| BRIEF |
Write out exactly the lines of the entries below from the one holding "Target: pickup truck" to the one holding "-- sample [867,95].", inclusive, and leave out all other lines.

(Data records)
--- START ---
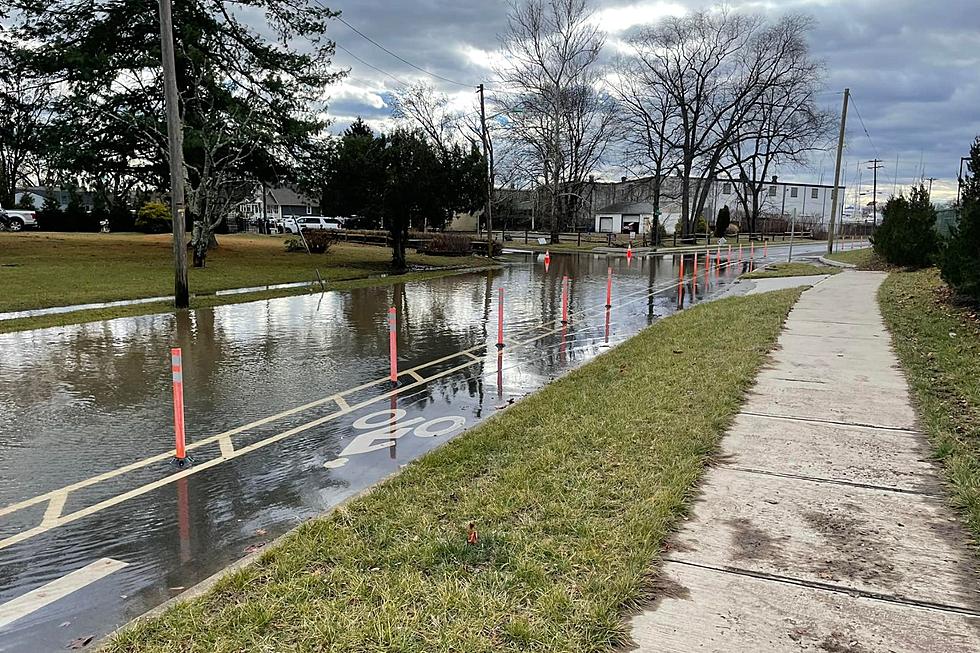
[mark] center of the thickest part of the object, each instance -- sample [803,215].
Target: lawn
[790,270]
[574,491]
[939,346]
[39,270]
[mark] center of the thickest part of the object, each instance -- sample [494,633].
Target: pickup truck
[12,220]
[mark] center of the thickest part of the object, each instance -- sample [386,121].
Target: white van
[293,225]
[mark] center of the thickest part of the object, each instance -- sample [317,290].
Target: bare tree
[648,126]
[557,116]
[716,67]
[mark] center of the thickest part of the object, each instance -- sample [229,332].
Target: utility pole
[875,165]
[488,155]
[175,140]
[959,179]
[834,195]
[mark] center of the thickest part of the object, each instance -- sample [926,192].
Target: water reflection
[87,399]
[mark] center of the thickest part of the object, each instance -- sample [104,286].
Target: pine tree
[960,260]
[907,235]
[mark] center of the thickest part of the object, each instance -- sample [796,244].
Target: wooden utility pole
[488,156]
[835,194]
[175,140]
[874,167]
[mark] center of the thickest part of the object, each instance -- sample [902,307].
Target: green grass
[78,317]
[574,491]
[864,259]
[939,346]
[790,270]
[40,270]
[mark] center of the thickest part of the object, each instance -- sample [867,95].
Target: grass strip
[574,491]
[939,346]
[43,269]
[99,314]
[790,270]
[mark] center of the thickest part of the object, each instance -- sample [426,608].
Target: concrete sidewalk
[824,527]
--- END ---
| REPLY TO THE EXERCISE |
Target: pickup truck
[12,220]
[mark] center of the thickest part of the object, each instance -- sample [386,121].
Target: white van
[293,225]
[mark] center of the thickest part of the object, each instance -- sample [317,290].
Target: bare tree
[648,126]
[557,116]
[716,67]
[mark] center of the thickest part of the object, each instance -- sample [229,332].
Target: utility pole
[875,165]
[488,155]
[175,140]
[959,179]
[834,195]
[mark] center of the thickest part of the object, each instance -- sample [926,192].
Target: water reflection
[87,399]
[mark] center of the thickest part of the object, each instance -- sample [104,286].
Target: pine tree
[960,260]
[907,235]
[mark] center of the thickest part of the object, each instance -- sample [796,244].
Target: wooden utility pole
[488,156]
[835,194]
[175,140]
[874,167]
[mark] center of the thickest part of the object, each instance -- sample [902,307].
Target: green grass
[78,317]
[574,491]
[864,259]
[939,346]
[790,270]
[40,270]
[mark] center of the thickest part of the object, each instance -- sample [867,95].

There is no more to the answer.